* **GIVEN REQUEST**:
Reproduce the entire listing below, character for character, without changing, adding, or dropping anything.

* **RECORDS FOR THE TASK**:

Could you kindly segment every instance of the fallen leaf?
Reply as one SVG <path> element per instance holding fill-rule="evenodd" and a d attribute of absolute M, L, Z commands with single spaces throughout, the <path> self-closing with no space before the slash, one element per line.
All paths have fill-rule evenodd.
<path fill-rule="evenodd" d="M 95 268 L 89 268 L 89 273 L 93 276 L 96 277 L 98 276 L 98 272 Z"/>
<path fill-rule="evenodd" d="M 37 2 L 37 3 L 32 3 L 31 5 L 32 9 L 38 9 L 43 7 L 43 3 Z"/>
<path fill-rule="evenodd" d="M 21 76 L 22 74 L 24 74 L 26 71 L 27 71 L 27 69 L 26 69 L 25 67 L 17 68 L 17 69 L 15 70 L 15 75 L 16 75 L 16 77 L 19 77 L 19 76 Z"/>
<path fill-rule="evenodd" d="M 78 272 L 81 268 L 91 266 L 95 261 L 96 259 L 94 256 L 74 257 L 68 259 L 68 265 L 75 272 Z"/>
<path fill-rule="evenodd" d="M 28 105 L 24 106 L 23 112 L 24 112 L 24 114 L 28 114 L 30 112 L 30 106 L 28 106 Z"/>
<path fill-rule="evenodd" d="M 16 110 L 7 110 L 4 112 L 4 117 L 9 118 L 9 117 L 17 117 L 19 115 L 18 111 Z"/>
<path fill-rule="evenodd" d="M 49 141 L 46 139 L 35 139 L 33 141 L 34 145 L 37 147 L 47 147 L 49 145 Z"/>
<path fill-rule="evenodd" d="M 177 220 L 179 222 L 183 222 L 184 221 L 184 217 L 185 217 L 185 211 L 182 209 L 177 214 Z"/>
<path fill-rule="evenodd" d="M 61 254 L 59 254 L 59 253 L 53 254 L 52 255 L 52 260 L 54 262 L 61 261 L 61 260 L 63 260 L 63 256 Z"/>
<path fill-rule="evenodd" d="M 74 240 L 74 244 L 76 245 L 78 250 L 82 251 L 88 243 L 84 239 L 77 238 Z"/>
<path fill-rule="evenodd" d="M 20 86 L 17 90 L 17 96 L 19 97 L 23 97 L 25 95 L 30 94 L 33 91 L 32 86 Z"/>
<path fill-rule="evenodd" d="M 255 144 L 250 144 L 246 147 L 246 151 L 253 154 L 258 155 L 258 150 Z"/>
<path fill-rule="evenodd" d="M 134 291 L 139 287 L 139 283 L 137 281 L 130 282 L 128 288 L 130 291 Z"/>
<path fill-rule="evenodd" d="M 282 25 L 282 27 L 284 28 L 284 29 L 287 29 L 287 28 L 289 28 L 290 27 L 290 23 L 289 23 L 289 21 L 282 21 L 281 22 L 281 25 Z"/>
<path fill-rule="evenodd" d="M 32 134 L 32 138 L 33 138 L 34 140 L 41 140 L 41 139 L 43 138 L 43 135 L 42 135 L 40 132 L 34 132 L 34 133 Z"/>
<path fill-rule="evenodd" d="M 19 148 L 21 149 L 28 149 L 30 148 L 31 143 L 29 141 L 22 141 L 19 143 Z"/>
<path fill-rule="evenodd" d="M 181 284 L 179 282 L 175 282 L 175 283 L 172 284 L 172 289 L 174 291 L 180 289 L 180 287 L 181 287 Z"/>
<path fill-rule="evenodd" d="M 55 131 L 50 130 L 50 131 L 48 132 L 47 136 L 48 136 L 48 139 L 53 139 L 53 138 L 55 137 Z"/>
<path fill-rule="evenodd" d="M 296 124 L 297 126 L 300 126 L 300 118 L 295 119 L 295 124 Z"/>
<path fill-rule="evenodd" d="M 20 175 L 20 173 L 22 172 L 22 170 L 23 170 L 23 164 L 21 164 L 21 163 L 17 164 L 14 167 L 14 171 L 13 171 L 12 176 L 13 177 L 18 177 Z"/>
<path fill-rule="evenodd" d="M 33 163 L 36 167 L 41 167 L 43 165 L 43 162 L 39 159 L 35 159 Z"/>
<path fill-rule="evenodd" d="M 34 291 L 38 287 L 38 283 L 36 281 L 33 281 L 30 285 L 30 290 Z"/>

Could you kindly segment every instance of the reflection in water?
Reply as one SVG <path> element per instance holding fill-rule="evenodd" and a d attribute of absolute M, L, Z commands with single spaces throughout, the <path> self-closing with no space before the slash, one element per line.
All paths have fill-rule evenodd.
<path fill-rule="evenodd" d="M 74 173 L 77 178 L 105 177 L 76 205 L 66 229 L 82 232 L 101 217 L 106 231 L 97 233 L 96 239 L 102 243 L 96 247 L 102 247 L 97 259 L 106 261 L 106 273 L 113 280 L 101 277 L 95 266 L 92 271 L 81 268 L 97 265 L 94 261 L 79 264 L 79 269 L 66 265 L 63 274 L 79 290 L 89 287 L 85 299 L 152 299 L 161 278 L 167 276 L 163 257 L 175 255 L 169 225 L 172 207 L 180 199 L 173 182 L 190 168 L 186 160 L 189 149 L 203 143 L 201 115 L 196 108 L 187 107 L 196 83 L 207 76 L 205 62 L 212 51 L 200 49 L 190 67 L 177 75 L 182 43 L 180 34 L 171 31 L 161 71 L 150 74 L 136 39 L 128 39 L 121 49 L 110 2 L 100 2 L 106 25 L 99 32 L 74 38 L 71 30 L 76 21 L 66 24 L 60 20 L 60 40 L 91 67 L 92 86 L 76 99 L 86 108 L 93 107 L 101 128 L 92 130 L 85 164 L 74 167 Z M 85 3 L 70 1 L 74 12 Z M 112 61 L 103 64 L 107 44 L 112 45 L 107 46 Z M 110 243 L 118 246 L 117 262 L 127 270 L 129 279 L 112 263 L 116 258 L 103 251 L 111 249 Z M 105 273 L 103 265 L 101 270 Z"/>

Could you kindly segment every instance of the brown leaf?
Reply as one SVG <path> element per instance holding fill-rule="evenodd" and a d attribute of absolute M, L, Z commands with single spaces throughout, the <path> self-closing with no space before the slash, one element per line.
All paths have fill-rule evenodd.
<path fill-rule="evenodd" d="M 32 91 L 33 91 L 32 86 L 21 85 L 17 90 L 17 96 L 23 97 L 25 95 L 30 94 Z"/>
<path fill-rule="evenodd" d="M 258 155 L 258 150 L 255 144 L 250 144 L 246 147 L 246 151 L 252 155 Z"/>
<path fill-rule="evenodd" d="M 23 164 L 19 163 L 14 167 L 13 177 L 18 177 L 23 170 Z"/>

* **RESPONSE TO THE EXERCISE**:
Could you kindly segment every instance of the fallen leaf?
Reply as one SVG <path> element per instance holding fill-rule="evenodd" and a d attribute of absolute M, L, Z commands with single spaces throughout, the <path> self-closing with no space before the slash, one element per line.
All paths have fill-rule evenodd.
<path fill-rule="evenodd" d="M 95 268 L 89 268 L 89 273 L 93 276 L 96 277 L 98 276 L 98 272 Z"/>
<path fill-rule="evenodd" d="M 37 2 L 37 3 L 32 3 L 31 5 L 32 9 L 38 9 L 43 7 L 43 3 Z"/>
<path fill-rule="evenodd" d="M 21 76 L 22 74 L 24 74 L 26 71 L 27 71 L 27 69 L 26 69 L 25 67 L 17 68 L 17 69 L 15 70 L 15 75 L 16 75 L 16 77 L 19 77 L 19 76 Z"/>
<path fill-rule="evenodd" d="M 78 272 L 81 268 L 91 266 L 95 261 L 96 259 L 94 256 L 74 257 L 68 259 L 68 265 L 75 272 Z"/>
<path fill-rule="evenodd" d="M 28 105 L 24 106 L 23 112 L 24 112 L 24 114 L 28 114 L 30 112 L 30 106 L 28 106 Z"/>
<path fill-rule="evenodd" d="M 16 110 L 7 110 L 4 112 L 4 117 L 9 118 L 9 117 L 17 117 L 19 115 L 18 111 Z"/>
<path fill-rule="evenodd" d="M 49 141 L 46 139 L 35 139 L 33 141 L 34 145 L 37 147 L 47 147 L 49 145 Z"/>
<path fill-rule="evenodd" d="M 177 220 L 179 222 L 183 222 L 184 221 L 184 217 L 185 217 L 185 211 L 182 209 L 177 214 Z"/>
<path fill-rule="evenodd" d="M 61 254 L 59 254 L 59 253 L 53 254 L 52 255 L 52 260 L 54 262 L 61 261 L 61 260 L 63 260 L 63 256 Z"/>
<path fill-rule="evenodd" d="M 74 240 L 74 244 L 76 245 L 78 250 L 82 251 L 88 243 L 84 239 L 77 238 Z"/>
<path fill-rule="evenodd" d="M 20 86 L 17 90 L 17 96 L 19 97 L 23 97 L 25 95 L 30 94 L 33 91 L 32 86 Z"/>
<path fill-rule="evenodd" d="M 255 144 L 250 144 L 246 147 L 246 151 L 253 154 L 258 155 L 258 150 Z"/>
<path fill-rule="evenodd" d="M 134 291 L 139 287 L 139 283 L 137 281 L 130 282 L 128 288 L 130 291 Z"/>
<path fill-rule="evenodd" d="M 282 25 L 282 27 L 284 28 L 284 29 L 287 29 L 287 28 L 289 28 L 290 27 L 290 23 L 289 23 L 289 21 L 282 21 L 281 22 L 281 25 Z"/>
<path fill-rule="evenodd" d="M 32 134 L 32 138 L 33 138 L 34 140 L 41 140 L 41 139 L 43 138 L 43 135 L 42 135 L 40 132 L 34 132 L 34 133 Z"/>
<path fill-rule="evenodd" d="M 19 148 L 21 149 L 28 149 L 30 148 L 31 143 L 29 141 L 22 141 L 19 143 Z"/>
<path fill-rule="evenodd" d="M 181 284 L 179 282 L 175 282 L 175 283 L 172 284 L 172 289 L 174 291 L 180 289 L 180 287 L 181 287 Z"/>
<path fill-rule="evenodd" d="M 55 131 L 50 130 L 50 131 L 48 132 L 47 136 L 48 136 L 48 139 L 53 139 L 53 138 L 55 137 Z"/>
<path fill-rule="evenodd" d="M 296 124 L 297 126 L 300 126 L 300 118 L 295 119 L 295 124 Z"/>
<path fill-rule="evenodd" d="M 20 175 L 20 173 L 22 172 L 22 170 L 23 170 L 23 164 L 21 164 L 21 163 L 17 164 L 14 167 L 14 171 L 13 171 L 12 176 L 13 177 L 18 177 Z"/>
<path fill-rule="evenodd" d="M 33 163 L 36 167 L 41 167 L 43 165 L 43 162 L 39 159 L 35 159 Z"/>
<path fill-rule="evenodd" d="M 34 291 L 38 287 L 38 283 L 36 281 L 33 281 L 30 285 L 30 290 Z"/>

Could you kindly segment every instance of the reflection in water?
Reply as one SVG <path> element per instance holding fill-rule="evenodd" and a d attribute of absolute M, L, Z commands with single spaces throughout, the <path> self-closing with no space before the slash, one element per line.
All paths have fill-rule evenodd.
<path fill-rule="evenodd" d="M 74 173 L 77 178 L 105 177 L 76 205 L 66 229 L 82 232 L 101 217 L 106 231 L 97 233 L 96 239 L 102 243 L 96 247 L 102 247 L 97 259 L 106 261 L 106 273 L 113 280 L 101 277 L 95 266 L 92 271 L 81 268 L 97 265 L 94 261 L 79 264 L 79 269 L 66 265 L 63 274 L 79 290 L 89 287 L 85 299 L 152 299 L 161 278 L 167 276 L 163 257 L 175 255 L 169 225 L 172 207 L 180 199 L 173 182 L 190 168 L 186 160 L 189 149 L 203 143 L 201 115 L 196 108 L 187 107 L 196 83 L 207 76 L 205 62 L 212 51 L 200 49 L 190 67 L 177 75 L 182 43 L 180 34 L 171 31 L 161 71 L 150 74 L 136 39 L 128 39 L 121 49 L 110 2 L 100 2 L 106 25 L 99 32 L 74 38 L 71 30 L 76 21 L 66 24 L 60 20 L 60 40 L 91 67 L 92 86 L 76 99 L 86 108 L 93 107 L 101 128 L 92 130 L 85 164 L 74 167 Z M 85 3 L 70 1 L 74 12 Z M 112 61 L 103 64 L 107 44 L 112 45 L 107 46 Z M 110 243 L 118 246 L 117 262 L 127 270 L 129 279 L 112 263 L 116 258 L 103 251 L 111 249 Z M 105 273 L 103 265 L 101 270 Z"/>

Could you kindly segment every instance of the brown leaf?
Reply as one SVG <path> element per instance holding fill-rule="evenodd" and a d attribute of absolute M, L, Z commands with single spaces throughout, the <path> self-closing with no space before the slash, one element per line.
All paths have fill-rule evenodd.
<path fill-rule="evenodd" d="M 32 91 L 33 91 L 32 86 L 21 85 L 17 90 L 17 96 L 23 97 L 25 95 L 30 94 Z"/>
<path fill-rule="evenodd" d="M 258 155 L 258 150 L 255 144 L 250 144 L 246 147 L 246 151 L 252 155 Z"/>
<path fill-rule="evenodd" d="M 23 164 L 19 163 L 14 167 L 13 177 L 18 177 L 23 170 Z"/>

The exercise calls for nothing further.